List of tasks:
1 > In the AES Corporation passage, what payout ratio does the stock have?
2 > Return the part of the AES Corporation passage that runs from "The depressed valuation" to "on these metrics.", copied word for word.

Passage provided:
········

The depressed valuation of the stock has resulted from the surge of treasury yields to a 16-year high, which is likely to burden AES Corporation, given the weak balance sheet of the company. Its net debt (as per Buffett’s formula, net debt = total liabilities – cash – receivables) is standing at $32.4 billion. This amount is more than three times the current market capitalization of the stock ($8.8 billion) and approximately 30 times the annual adjusted earnings of the company. Therefore, the debt load of AES Corporation is excessive, based on these metrics.
However, net interest expense consumes only 32% of operating income. Moreover, the vast majority of the debt of the company is at fixed rates while there is no debt maturity before 2025. This is critical, as the company has managed to avoid an increase in its net interest expense over the last three years, in sharp contrast to most indebted companies, which have incurred a steep increase in their interest expense during this period.
Furthermore, AES Corporation enjoys much more reliable cash flows than a typical company thanks to the essential nature of its business and the multi-year contracts it signs with its customers. It is also on a reliable growth trajectory and hence it is likely to improve its financial metrics in the upcoming years. Management recently stated that it expects to improve the leverage ratio (Net Debt to EBITDA) until 2027. To cut a long story short, AES Corporation is not likely to have any problem servicing its debt thanks to its low interest expense, its resilient business model and the fast growth of its business.
Dividend
Due to its depressed valuation, AES Corporation is currently offering a nearly 10-year high dividend yield of 4.8%.
The stock has a payout ratio of only 42% and hence its dividend has a meaningful margin of safety. It is also worth noting that the company has raised its dividend every single year since it initiated its dividend, in 2012. AES Corporation has grown its dividend by 5% per year on average over the last five years and over the last three years. Given its healthy payout ratio and its promising growth prospects, AES Corporation is likely to continue raising its dividend at a modest pace for many more years.

········

Stored entries
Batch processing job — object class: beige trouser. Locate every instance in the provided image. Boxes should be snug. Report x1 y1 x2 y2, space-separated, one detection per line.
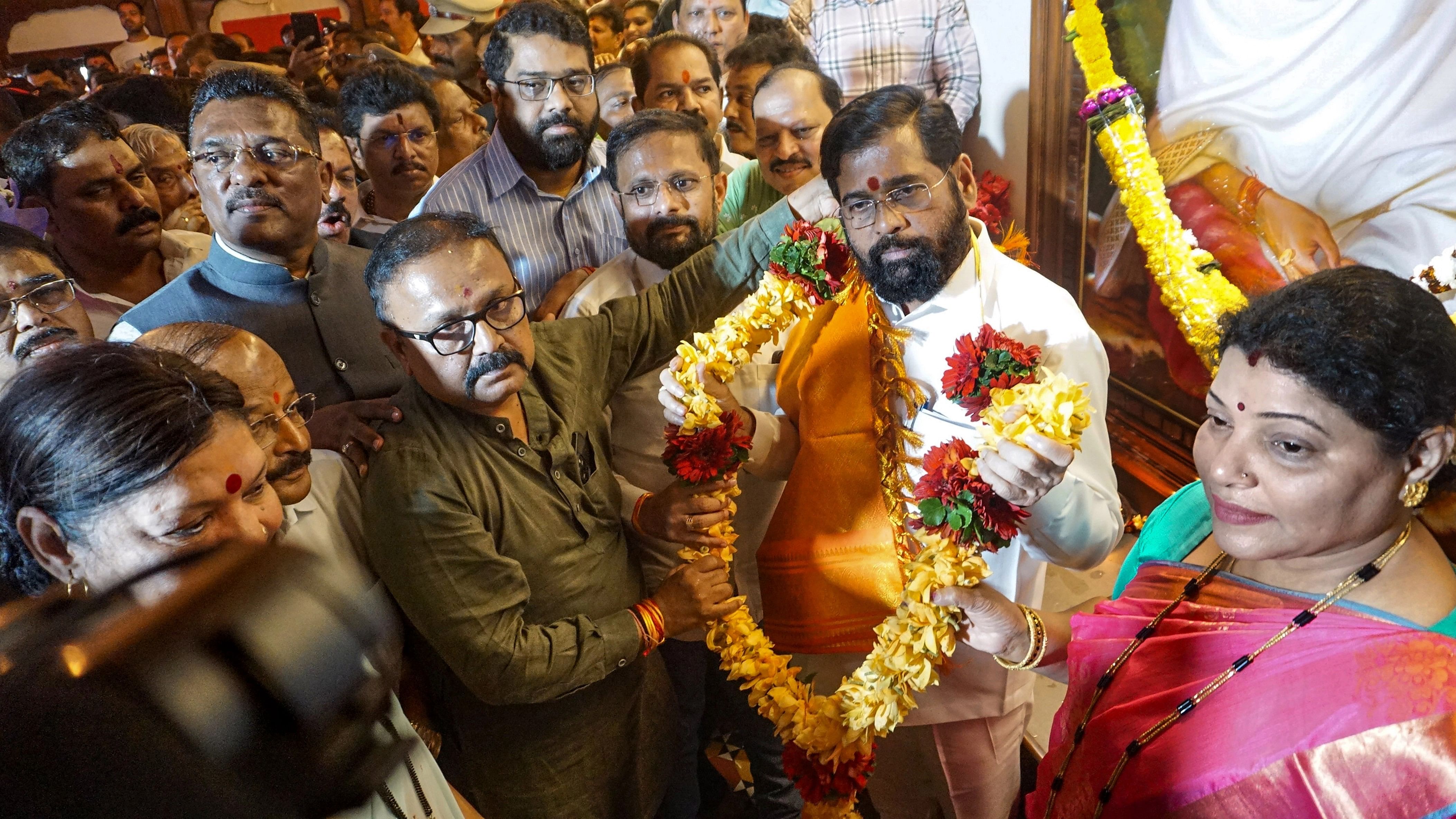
869 704 1031 819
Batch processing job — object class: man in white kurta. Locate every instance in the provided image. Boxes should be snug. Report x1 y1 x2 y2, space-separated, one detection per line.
664 87 1122 819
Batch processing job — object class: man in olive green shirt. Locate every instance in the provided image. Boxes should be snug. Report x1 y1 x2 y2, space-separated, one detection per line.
364 189 804 819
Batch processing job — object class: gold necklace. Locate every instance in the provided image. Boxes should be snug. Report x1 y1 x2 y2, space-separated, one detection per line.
1043 522 1414 819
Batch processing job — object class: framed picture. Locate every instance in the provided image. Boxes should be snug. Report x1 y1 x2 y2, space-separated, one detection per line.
1026 0 1456 513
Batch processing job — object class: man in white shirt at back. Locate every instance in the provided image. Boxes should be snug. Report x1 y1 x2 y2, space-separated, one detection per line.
664 86 1122 819
111 0 167 74
561 109 804 819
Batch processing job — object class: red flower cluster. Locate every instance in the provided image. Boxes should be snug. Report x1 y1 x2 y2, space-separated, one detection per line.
914 439 1031 551
971 170 1010 236
783 742 875 803
662 412 753 484
769 220 849 305
941 324 1041 421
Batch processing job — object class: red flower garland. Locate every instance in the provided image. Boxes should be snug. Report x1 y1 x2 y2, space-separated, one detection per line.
913 439 1031 551
783 742 875 803
968 170 1010 236
662 412 753 484
769 220 849 305
941 324 1041 421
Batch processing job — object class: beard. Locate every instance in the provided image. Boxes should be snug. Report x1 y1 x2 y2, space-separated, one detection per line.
496 105 601 170
627 211 718 270
268 449 313 482
855 185 971 305
465 347 526 398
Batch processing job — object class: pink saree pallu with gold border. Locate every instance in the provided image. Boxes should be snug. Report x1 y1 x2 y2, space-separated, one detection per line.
1026 561 1456 819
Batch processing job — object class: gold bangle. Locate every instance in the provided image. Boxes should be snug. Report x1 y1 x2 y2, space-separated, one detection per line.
993 603 1047 672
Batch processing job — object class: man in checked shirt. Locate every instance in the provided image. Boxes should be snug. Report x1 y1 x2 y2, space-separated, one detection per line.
789 0 981 128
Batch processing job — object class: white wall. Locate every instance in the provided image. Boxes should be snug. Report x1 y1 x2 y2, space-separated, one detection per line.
965 0 1031 227
0 0 127 54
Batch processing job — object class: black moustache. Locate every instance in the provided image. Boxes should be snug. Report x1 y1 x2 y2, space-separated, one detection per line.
268 449 313 481
116 205 162 236
319 199 354 227
465 348 526 397
389 159 430 175
15 326 76 361
769 156 812 174
227 188 286 213
536 111 587 140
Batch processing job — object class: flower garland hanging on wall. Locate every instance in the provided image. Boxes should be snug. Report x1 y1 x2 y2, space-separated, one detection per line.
1066 0 1248 370
664 223 1091 819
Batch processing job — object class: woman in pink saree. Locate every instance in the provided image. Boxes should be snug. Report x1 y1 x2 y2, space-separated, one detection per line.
938 267 1456 819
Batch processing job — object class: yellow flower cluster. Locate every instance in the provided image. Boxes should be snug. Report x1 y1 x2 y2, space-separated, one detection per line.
981 367 1092 449
674 276 811 433
836 530 990 737
1066 0 1248 370
673 232 1091 819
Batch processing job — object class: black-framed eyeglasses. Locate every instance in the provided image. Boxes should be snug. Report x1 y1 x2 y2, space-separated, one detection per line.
501 74 597 102
839 169 951 230
191 141 323 174
392 287 526 356
364 128 435 150
617 174 713 207
0 278 76 332
248 392 319 446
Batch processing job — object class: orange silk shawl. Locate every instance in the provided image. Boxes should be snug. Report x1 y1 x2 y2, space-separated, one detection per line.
757 280 901 654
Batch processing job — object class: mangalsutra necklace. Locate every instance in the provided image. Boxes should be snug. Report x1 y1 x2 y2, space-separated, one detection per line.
379 717 435 819
1043 523 1411 819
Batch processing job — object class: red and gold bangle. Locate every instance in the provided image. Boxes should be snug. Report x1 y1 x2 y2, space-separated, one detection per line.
632 493 652 535
631 597 667 657
1239 174 1270 224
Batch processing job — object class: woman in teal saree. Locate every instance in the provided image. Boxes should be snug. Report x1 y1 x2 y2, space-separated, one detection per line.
938 267 1456 819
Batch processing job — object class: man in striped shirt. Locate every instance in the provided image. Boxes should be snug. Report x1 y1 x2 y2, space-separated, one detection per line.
421 1 627 320
789 0 981 128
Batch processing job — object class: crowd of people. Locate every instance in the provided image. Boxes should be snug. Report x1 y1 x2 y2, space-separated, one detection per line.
0 0 1456 819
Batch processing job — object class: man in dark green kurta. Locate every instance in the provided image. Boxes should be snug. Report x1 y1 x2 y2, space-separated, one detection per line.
364 194 792 819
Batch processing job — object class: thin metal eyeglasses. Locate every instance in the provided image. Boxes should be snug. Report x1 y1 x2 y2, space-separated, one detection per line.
839 168 951 230
191 141 323 174
617 174 712 207
364 128 435 150
390 287 526 356
501 74 597 102
248 392 317 446
0 278 76 332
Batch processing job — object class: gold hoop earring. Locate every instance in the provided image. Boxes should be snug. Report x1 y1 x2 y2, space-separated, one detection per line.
1401 481 1431 509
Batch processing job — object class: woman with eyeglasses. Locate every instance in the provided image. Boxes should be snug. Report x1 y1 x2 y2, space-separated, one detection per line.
0 338 478 819
0 223 96 388
936 267 1456 819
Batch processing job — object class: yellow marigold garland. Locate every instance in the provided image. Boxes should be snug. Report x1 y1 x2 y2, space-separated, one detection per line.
668 224 1088 819
1066 0 1248 370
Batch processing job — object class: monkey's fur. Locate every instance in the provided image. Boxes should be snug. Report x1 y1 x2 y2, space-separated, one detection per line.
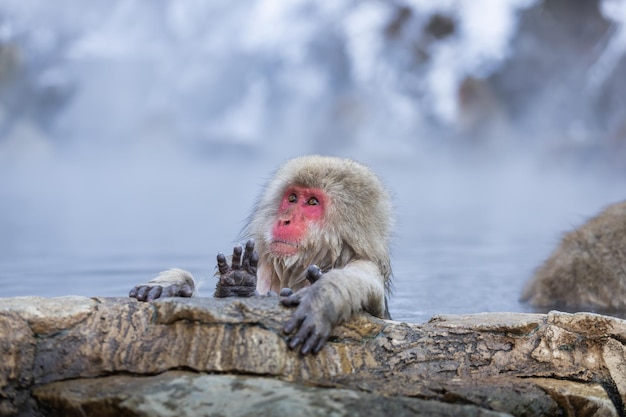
130 156 393 354
522 202 626 310
243 156 392 300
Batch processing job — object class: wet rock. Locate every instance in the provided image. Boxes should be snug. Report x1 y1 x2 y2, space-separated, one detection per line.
0 297 626 416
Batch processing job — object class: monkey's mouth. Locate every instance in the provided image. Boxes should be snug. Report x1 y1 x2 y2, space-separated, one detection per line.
270 240 298 256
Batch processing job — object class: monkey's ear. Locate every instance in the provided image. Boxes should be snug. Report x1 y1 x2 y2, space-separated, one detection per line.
306 265 323 284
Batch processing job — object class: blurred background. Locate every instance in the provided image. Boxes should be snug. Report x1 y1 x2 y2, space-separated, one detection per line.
0 0 626 322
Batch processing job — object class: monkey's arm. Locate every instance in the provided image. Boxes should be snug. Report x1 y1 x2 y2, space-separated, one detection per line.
281 260 386 355
128 268 196 301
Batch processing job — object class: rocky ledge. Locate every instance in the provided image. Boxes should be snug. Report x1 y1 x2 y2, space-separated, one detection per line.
0 297 626 416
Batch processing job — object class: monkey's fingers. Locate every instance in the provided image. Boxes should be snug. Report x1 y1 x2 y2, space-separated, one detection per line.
241 239 254 271
306 265 323 284
245 251 259 276
230 245 243 271
217 252 230 275
280 288 293 297
178 284 193 297
146 285 163 301
285 312 317 355
135 285 150 301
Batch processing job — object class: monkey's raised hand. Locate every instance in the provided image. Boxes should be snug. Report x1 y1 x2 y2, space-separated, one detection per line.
128 268 196 301
281 265 334 355
214 239 259 298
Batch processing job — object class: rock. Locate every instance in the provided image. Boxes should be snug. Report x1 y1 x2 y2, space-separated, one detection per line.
522 202 626 311
35 371 506 417
0 297 626 416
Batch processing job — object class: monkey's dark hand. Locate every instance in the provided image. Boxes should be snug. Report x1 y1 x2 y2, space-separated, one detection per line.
128 269 195 301
281 265 339 355
214 239 259 298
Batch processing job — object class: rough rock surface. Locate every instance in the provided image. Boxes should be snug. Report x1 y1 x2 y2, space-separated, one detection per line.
0 297 626 416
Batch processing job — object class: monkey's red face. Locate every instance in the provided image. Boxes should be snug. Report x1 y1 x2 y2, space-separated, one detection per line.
270 186 327 256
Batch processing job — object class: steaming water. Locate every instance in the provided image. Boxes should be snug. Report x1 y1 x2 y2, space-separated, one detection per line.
0 0 626 322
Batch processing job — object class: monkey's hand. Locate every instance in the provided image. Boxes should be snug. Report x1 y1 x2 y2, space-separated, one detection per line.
214 239 259 298
128 268 196 301
281 265 341 355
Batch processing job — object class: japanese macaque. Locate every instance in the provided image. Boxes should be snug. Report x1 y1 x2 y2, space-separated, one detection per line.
522 202 626 311
130 156 392 354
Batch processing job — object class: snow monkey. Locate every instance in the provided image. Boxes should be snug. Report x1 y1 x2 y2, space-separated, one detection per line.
522 202 626 311
130 156 392 354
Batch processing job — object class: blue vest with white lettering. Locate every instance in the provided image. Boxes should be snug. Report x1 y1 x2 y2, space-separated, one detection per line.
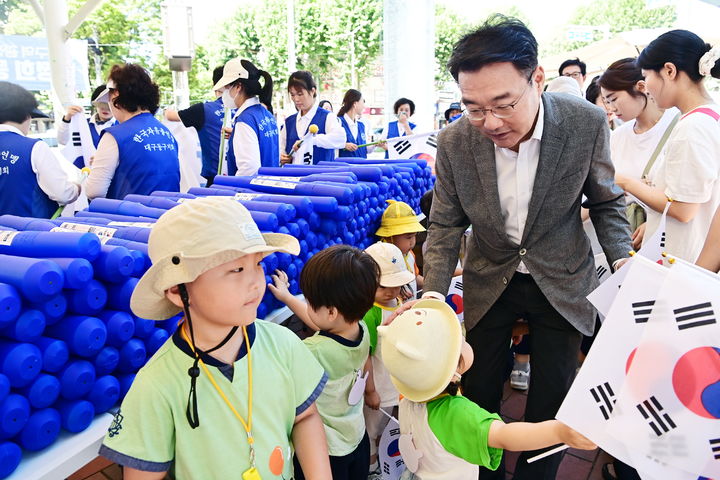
228 103 280 175
285 107 335 165
102 113 180 200
339 115 367 158
385 120 415 158
198 98 225 177
0 132 58 218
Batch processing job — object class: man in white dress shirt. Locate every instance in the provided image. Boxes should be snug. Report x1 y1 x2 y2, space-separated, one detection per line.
424 16 631 480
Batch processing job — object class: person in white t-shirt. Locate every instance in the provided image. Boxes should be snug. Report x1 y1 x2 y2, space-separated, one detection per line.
615 30 720 262
598 58 680 250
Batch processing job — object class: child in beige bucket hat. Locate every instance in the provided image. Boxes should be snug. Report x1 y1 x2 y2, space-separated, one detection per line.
378 299 596 480
100 197 331 480
363 242 415 473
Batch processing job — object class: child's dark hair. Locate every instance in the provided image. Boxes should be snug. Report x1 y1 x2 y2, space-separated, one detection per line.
228 58 273 113
288 70 317 98
0 82 37 123
300 245 380 322
110 63 160 114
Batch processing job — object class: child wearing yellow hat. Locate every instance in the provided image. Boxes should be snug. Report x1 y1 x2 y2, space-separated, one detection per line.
100 197 332 480
378 299 596 480
375 200 425 300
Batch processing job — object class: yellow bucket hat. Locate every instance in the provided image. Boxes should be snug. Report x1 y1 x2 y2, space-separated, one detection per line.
377 299 463 402
375 200 425 238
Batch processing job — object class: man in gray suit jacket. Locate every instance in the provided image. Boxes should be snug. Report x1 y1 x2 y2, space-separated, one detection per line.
424 17 631 480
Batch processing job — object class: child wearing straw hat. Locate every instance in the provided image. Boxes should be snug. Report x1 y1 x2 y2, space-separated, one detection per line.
100 197 331 480
378 299 596 480
270 245 380 480
363 242 413 474
375 200 425 300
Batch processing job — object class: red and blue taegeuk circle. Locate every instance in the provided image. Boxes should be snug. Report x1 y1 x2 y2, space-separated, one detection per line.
672 347 720 420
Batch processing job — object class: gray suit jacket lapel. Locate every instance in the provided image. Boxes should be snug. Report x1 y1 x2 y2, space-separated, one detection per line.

········

Responses in order:
1 > 42%

2 >
The depressed valuation of the stock has resulted from the surge of treasury yields to a 16-year high, which is likely to burden AES Corporation, given the weak balance sheet of the company. Its net debt (as per Buffett’s formula, net debt = total liabilities – cash – receivables) is standing at $32.4 billion. This amount is more than three times the current market capitalization of the stock ($8.8 billion) and approximately 30 times the annual adjusted earnings of the company. Therefore, the debt load of AES Corporation is excessive, based on these metrics.